_REQUIRED WORK_.
The output should consist solely of the line containing "Where can the long" and all lines after it through the final line of the entries below, reproduced exactly.

─── INPUT

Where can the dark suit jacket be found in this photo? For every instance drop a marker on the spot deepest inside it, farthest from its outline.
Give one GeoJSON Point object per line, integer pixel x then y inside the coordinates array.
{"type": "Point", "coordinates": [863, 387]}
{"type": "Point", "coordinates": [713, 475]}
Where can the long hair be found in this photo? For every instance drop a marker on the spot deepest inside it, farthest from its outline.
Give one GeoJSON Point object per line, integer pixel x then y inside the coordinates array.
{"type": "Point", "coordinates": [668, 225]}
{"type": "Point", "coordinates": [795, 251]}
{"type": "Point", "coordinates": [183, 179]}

──────

_TASK ANSWER_.
Where can the long hair be found in this photo? For every instance drop a marker on the spot deepest inside it, farthest from its outline.
Give one GeoJSON Point object per line, integer pixel x then y inside the coordinates array.
{"type": "Point", "coordinates": [668, 225]}
{"type": "Point", "coordinates": [795, 251]}
{"type": "Point", "coordinates": [183, 179]}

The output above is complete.